- [Text provided]

+++++

A massive, late-winter storm has blanketed parts of the US, with the National Guard being called in to help rescue stranded drivers in Colorado.
As the storm moves across the country, forecasters are expecting large amounts of rainfall and snow across the country’s Midwest region on Thursday March 14th.
The storm hit the Colorado area on Wednesday March 13th, and knocked out power supplies to several areas, forced the cancellation of hundreds of flights and overwhelmed drivers with blinding snow. One wind gust was measured at 156kph in Colorado Springs.
One person has died in the inclement weather so far, Corporal Daniel Groves, a Colorado state patrol officer. He was assisting the driver of a vehicle who had slid off the road when he was struck by another vehicle near Denver.
"It is a tragic reminder that people's lives are at stake," said Shoshana Lew, head of the Colorado department of transportation. "The best place to be is at home and off the roads."
Lew went on to issue an additional warning to drivers, saying that conditions would remain dangerous until at least Thursday March 14th.
According to AP, there were about 200 cars that were disabled on the major road, the Interstate 25 near Colorado Springs. The number was even higher on secondary roads, with rescue teams being dispatched to assist multiple drivers who had become stranded in the snow.

+++++

- [Dataset entries]

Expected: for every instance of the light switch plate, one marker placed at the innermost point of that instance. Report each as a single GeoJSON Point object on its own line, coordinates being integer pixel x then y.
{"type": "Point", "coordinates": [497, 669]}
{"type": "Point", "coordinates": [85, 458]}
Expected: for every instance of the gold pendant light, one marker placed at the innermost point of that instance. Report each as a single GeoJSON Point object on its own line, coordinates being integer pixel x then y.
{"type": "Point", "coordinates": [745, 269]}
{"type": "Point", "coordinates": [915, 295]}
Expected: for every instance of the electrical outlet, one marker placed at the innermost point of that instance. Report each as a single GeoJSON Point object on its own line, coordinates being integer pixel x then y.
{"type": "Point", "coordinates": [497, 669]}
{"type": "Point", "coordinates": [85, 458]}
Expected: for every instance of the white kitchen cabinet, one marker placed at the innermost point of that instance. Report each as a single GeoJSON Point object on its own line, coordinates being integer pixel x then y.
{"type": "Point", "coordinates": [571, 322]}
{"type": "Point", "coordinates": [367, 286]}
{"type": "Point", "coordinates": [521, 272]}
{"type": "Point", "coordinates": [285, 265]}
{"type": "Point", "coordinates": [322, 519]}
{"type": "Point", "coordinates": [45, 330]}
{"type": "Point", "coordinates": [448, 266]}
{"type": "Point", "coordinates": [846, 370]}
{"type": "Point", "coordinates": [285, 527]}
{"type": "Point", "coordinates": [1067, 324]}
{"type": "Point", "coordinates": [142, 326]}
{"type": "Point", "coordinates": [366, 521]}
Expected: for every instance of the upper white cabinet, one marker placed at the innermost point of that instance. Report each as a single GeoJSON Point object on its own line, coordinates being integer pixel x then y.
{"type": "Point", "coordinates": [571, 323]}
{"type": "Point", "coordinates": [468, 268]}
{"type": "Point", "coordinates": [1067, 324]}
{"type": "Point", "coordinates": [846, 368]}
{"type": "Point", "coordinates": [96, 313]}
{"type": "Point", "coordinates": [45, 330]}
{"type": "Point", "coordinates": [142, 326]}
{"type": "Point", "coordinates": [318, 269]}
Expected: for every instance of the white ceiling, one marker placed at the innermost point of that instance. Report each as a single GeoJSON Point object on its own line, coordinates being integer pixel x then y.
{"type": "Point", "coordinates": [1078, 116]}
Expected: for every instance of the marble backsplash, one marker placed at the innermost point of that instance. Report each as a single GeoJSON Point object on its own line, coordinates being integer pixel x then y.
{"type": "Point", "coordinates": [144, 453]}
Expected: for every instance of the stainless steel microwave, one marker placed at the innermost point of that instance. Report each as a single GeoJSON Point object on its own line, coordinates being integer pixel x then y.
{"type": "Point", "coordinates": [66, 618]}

+++++

- [Work request 1] In one to three sentences, explain why, according to the storm article, Shoshana Lew urged people to stay at home and off the roads.
- [Work request 2] What wind gust speed does the storm article report for Colorado Springs?
- [Work request 3] Continue the storm article from its final sentence.
The data above is separate material and not part of the storm article.

- [Answer area 1] She called the death of Corporal Daniel Groves, who was struck by a vehicle while helping a driver who had slid off the road, a tragic reminder that people's lives are at stake. She also warned that conditions would remain dangerous until at least Thursday March 14th.

- [Answer area 2] A gust of 156kph was measured in Colorado Springs.

- [Answer area 3]
The latest storm to strike the US has resulted in blizzards, flooding and even a tornado. The adverse weather conditions have stretched across more than 25 states, from the northern Rocky Mountains to Texas and beyond.
The storm was created when a sudden and massive drop in ground-level air pressure occurred in Colorado. Data indicated that it was the most pronounced dive in pressure since the 1950s, said Greg Carbin, the chief of forecast operations for the National Oceanic and Atmospheric Administration's weather prediction centre.
The drop was the result of a combination of the jet stream and normal conditions in the wind shadow of the Rockies. As a result, air rushed into the low-pressure area and then rose into the atmosphere.
"It is like a vacuum cleaner, really," said Carbin.
“When that much air rushes higher into the atmosphere, it causes severe weather.”
Meteorologists have a special name for such a rapid change in pressure, they call it a "bomb cyclone" or "bombogenesis."